* **Task instructions**: Write out the listing below again, precisely as it is given.

++++++++++

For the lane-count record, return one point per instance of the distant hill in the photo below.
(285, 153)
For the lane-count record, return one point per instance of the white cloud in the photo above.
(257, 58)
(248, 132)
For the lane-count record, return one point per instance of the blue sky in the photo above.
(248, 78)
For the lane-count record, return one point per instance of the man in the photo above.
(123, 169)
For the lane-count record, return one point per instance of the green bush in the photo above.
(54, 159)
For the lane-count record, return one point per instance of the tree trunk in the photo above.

++++++++++

* **Response to this exercise**:
For the lane-count record, return one point per instance of the distant hill in the photo below.
(285, 153)
For the lane-count record, return one point per instance of the white cloud in the photo above.
(257, 58)
(248, 132)
For the lane-count record, return one point per instance of the blue sky in the photo above.
(248, 78)
For the lane-count record, return one point per instance of the man in the photo above.
(123, 169)
For the lane-count record, return one point per instance of the green bush in the photo above.
(54, 159)
For the lane-count record, return one point per instance of the tree trunk in the photo above.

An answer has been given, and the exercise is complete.